When does she make an appearance in Deathly Hallows? --22:27, March 10, 2010 (UTC)
Sorry, I have another question. What do these abbreviations in her article mean: CDMG, APMO, fdBB Harry granger 21:13, May 21, 2010 (UTC)
- They're presumably academic titles. They're mentioned in the W.O.M.B.A.T., but it is never explained what they mean. -- 21:49, May 21, 2010 (UTC)
What are CDMG, APMO, fdBB shorts of?? --Danniesen
- We don't know. This question was already asked and answered on this page. -- SaXon 14:06, May 21, 2011 (UTC)
She had to have been born way before the 1870s if she was already an examiner for the OWLS for Dumbeldore. Dumbledore was born sometime in 1881. if she was born in the 1870s she would only be 11 when Albus was born at the latest and still not really old enough to be an examiner by the time he was to take his examines.
Sable01 02:52, September 5, 2011 (UTC)Sable01
- To have examined Dumbledore when he took his N.E.W.T.s in his final year, she actually only would have had to be at least a year older than him, presuming she got her job straight out of Hogwarts. It's unlikely she was that young, but it technically could have happened, and thus this article doesn't rule out the possibility. ★ Starstuff (Owl me!) 03:16, September 5, 2011 (UTC)
I thought I would give some thought to Professor Marchbank’s post-nominal initials: CDMG, APMO, fdBB.
Now, I may be following the path of those who over-thought “Grimmauld Place”, looking for obscure linguistic explanations instead of the play on words. If not, maybe JKR didn’t give this much thought and quickly threw some modified letters after her name.
However, if I did that, there wouldn’t be much left to talk about on this site. So here we go:
The most intriguing set of letters is the first, and it is surprisingly close to a well-known and relatively frequent British (muggle) decoration, (in this case), “Dame Commander of the Order of St Michael and St George.” The abbreviation for that is “DCMG”; in Prof Marchbank’s case, it is “CDMG.” Those two are extremely close, and for the sake of discussion let us assume that Prof Marchbank’s decoration is a magical equivalent of the British (muggle) decoration.

## What this exercise asks
A) Answer these questions about the talk-page discussion:
(i) In what year does one contributor say Dumbledore was born?
(ii) Which publication is named as mentioning CDMG, APMO, and fdBB?
(iii) What abbreviation of a British decoration is compared with "CDMG"?
B) Continue the talk-page discussion of the examiner's post-nominal initials, starting after its final sentence.
The data is separate material and has no connection to the talk-page discussion.

## Entries
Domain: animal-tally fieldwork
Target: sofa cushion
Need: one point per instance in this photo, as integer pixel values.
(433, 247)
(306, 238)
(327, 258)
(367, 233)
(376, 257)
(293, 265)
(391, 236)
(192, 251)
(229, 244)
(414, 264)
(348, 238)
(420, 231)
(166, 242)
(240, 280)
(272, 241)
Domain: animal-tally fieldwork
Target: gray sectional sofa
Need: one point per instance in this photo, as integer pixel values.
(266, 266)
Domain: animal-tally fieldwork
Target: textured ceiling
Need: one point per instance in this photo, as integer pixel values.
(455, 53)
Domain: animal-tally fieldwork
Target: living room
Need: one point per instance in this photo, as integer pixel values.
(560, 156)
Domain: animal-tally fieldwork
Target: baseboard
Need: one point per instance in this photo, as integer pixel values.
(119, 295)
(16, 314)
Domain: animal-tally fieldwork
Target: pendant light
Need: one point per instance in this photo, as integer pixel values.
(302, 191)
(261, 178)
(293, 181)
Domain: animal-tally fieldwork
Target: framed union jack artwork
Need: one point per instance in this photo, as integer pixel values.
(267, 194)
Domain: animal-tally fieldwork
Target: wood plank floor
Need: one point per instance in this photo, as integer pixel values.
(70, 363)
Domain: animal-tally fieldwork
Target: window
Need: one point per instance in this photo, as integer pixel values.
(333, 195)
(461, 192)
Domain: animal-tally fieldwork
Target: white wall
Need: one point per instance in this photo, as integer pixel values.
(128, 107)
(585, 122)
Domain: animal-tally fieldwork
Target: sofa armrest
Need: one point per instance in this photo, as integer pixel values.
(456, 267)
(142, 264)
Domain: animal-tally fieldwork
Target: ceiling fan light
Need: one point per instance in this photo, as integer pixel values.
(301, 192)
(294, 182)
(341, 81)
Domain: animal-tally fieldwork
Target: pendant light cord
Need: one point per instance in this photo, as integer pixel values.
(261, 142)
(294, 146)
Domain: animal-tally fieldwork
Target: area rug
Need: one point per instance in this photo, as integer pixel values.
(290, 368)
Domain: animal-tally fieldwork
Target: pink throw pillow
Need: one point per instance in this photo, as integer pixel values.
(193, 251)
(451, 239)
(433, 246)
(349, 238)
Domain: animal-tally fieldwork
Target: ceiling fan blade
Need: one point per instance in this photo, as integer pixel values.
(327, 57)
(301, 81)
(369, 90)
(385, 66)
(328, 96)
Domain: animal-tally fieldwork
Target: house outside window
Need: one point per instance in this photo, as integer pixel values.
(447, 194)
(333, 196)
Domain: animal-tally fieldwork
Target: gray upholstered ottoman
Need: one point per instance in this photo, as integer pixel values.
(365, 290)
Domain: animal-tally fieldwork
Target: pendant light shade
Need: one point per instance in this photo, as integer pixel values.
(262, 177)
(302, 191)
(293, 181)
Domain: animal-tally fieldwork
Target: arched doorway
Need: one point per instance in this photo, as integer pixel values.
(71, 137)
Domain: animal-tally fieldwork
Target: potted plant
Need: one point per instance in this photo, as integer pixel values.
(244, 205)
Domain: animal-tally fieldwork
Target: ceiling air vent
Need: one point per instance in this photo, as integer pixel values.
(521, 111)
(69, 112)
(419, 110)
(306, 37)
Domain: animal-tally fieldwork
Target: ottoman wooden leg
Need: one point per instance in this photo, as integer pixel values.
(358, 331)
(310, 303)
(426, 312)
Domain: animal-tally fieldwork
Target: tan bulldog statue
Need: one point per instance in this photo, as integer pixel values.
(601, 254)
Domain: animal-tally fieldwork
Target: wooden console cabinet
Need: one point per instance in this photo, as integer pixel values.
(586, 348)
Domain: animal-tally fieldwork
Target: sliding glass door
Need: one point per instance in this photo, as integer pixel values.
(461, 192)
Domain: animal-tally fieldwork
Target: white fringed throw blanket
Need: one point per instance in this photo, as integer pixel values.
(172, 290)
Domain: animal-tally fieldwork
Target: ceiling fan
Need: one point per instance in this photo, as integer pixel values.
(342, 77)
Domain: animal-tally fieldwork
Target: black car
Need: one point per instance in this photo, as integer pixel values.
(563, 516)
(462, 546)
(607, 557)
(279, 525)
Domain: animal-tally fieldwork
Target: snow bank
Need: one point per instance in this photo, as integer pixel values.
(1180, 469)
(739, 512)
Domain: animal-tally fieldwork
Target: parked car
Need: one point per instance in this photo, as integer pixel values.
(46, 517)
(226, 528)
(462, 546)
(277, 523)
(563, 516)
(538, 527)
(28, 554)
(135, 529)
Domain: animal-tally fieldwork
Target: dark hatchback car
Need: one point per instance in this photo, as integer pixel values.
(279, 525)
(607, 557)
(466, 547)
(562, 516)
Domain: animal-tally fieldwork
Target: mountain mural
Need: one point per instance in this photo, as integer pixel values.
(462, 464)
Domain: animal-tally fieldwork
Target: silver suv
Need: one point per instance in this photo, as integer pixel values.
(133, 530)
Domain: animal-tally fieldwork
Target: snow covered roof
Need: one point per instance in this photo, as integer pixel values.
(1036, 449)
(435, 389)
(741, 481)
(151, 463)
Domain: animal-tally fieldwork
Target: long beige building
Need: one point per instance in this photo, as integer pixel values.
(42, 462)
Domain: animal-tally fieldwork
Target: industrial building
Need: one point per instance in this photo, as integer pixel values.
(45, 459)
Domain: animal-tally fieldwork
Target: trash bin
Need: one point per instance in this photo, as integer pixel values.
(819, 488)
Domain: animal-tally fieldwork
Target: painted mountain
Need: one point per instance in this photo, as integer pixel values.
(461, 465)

## Final results
A)
(i) 1881
(ii) The W.O.M.B.A.T.
(iii) DCMG, for "Dame Commander of the Order of St Michael and St George"

B)
This is where things get interesting. The British award is given to “men and women who hold high office or who render extraordinary or important non-military service in a foreign country.” So if we assume that JKR intended to make a connection between the two awards, then it would appear that Prof Marchbank served the British MoM in some diplomatic capacity at some point in her life.
It is tough to understand much from “APMO.” This might indicate membership in another (possibly foreign) order of chivalry or perhaps membership in another professional organization. There is a slight chance it could indicate a magical decoration for bravery – along the lines of the Distinguished Service Order (DSO).
The final post-nominal abbreviation is “fdBB.” I do not know much German, unfortunately, but this does seem similar to the style used for those who hold “fellowships” from German academic societies. Perhaps someone with more knowledge of German could comment.
So for the sake of argument let’s assume this is all correct. Very early in her life she was a magical examiner, the same very late in her life. Sometime in between she (might) have done something to receive an award for diplomatic service to the British MoM, and (might) have received recognition from a German organization. This is getting perilously close to “fandom”, but keep in mind that after World War II, a large number of British and American experts were sent to Germany to help them reconstruct the country after the Nazi’s were defeated. Is it possible the British MoM did the same after Grindelwald? And if so, was Professor Marchbank part of that?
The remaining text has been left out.